→ **RECORDS FOR PROCESSING**:

--- Start ---

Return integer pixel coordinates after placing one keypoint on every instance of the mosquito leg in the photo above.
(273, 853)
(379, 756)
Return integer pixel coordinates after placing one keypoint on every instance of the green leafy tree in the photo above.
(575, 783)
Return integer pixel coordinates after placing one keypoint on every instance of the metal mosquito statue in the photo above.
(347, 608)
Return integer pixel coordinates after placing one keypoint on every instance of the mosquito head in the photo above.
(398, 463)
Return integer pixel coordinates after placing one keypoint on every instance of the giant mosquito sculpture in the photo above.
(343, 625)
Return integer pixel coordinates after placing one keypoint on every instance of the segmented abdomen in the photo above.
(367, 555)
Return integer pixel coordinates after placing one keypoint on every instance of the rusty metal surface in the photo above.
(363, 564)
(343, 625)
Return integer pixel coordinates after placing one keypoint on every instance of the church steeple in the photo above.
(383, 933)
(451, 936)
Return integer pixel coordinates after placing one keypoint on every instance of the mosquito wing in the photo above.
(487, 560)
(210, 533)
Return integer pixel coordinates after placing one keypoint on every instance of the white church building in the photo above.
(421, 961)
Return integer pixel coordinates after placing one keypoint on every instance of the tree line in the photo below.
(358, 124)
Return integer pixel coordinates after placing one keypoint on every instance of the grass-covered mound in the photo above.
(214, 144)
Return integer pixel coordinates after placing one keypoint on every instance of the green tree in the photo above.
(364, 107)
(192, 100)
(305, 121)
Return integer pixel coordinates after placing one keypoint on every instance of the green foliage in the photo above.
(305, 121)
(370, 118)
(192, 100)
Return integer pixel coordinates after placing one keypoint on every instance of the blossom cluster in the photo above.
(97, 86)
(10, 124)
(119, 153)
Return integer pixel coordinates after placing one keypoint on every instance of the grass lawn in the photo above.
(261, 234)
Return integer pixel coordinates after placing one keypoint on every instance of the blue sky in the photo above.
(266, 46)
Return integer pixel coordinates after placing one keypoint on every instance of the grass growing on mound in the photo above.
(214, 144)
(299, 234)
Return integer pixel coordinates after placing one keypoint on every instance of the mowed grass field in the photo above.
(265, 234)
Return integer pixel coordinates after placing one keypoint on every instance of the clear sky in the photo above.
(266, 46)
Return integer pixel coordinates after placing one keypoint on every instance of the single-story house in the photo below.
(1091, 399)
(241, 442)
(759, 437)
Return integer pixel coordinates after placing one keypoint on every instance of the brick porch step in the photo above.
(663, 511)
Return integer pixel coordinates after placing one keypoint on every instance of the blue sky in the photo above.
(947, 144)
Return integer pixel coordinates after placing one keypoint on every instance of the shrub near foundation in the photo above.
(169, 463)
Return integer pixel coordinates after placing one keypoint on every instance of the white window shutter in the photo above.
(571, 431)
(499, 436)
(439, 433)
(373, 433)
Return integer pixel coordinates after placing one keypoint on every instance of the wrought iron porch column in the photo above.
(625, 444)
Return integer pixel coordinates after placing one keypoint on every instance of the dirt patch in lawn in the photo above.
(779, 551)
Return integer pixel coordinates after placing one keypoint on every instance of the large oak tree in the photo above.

--- End ---

→ **WHAT YOU WILL DO**: Could you write out the records above again, swapping every "keypoint" for "marker" and leaving everything else unchanged?

→ **RESPONSE TO THE EXERCISE**:
Return integer pixel coordinates after placing one marker on every instance of the mosquito leg in the photo above.
(273, 853)
(379, 756)
Return integer pixel coordinates after placing one marker on every instance of the green leafy tree in the photo above.
(575, 783)
Return integer pixel coordinates after placing one marker on every instance of the metal mosquito statue in the photo above.
(347, 608)
Return integer pixel coordinates after placing one marker on every instance of the mosquito head in the photo above.
(398, 463)
Return integer pixel coordinates after placing one marker on every instance of the giant mosquito sculpture in the photo above.
(343, 625)
Return integer pixel coordinates after placing one marker on every instance of the segmented abdomen in the photo above.
(367, 555)
Return integer pixel coordinates after placing one marker on every instance of the rusty metal surface in the photo above.
(363, 564)
(343, 625)
Return integer pixel coordinates after placing one marker on every instance of the church steeple in the photo above.
(383, 933)
(451, 936)
Return integer pixel coordinates after placing one marker on every instance of the mosquito wing in the photo above.
(487, 560)
(210, 533)
Return integer pixel coordinates after placing one marker on every instance of the white church building in the photo above.
(421, 961)
Return integer pixel coordinates after placing one marker on every instance of the tree line in the photo below.
(358, 124)
Return integer pixel coordinates after placing one marker on every instance of the grass-covered mound in the photo above.
(214, 144)
Return integer pixel coordinates after placing one marker on every instance of the green tree in the photo above.
(364, 107)
(192, 100)
(305, 121)
Return integer pixel coordinates after placing one marker on every instance of the green foliage in the photo above.
(305, 121)
(370, 118)
(192, 100)
Return integer pixel coordinates after placing one marker on every instance of the blossom cluster in the photo above.
(97, 86)
(10, 124)
(119, 153)
Return integer pixel coordinates after placing one marker on every instance of the grass lawn in the photo above.
(261, 234)
Return integer pixel coordinates after placing one marker on every instance of the blue sky in the photo above.
(266, 46)
Return integer pixel coordinates after placing one marker on every instance of the grass growing on mound in the photo above.
(214, 144)
(299, 234)
Return integer pixel coordinates after placing one marker on every instance of the mowed grass field in the photo above.
(265, 234)
Return integer pixel coordinates after placing one marker on every instance of the clear sky in the photo above.
(266, 46)
Return integer pixel coordinates after placing one marker on every instance of the single-story house in the photo below.
(1091, 399)
(241, 442)
(759, 437)
Return integer pixel coordinates after placing one marker on every instance of the brick porch step in the photo above.
(663, 511)
Return integer pixel coordinates after placing one marker on every instance of the blue sky in the photo above.
(947, 144)
Return integer pixel coordinates after placing one marker on every instance of the shrub near foundation in the photo above.
(169, 463)
Return integer pixel coordinates after placing one marker on every instance of the white window shutter in the photo above.
(571, 431)
(499, 436)
(439, 433)
(373, 433)
Return integer pixel coordinates after placing one marker on every instance of the wrought iron porch column in the photo above.
(625, 444)
Return integer pixel coordinates after placing one marker on every instance of the dirt patch in lawn in the photo above.
(779, 551)
Return integer pixel coordinates after placing one marker on every instance of the large oak tree in the photo above.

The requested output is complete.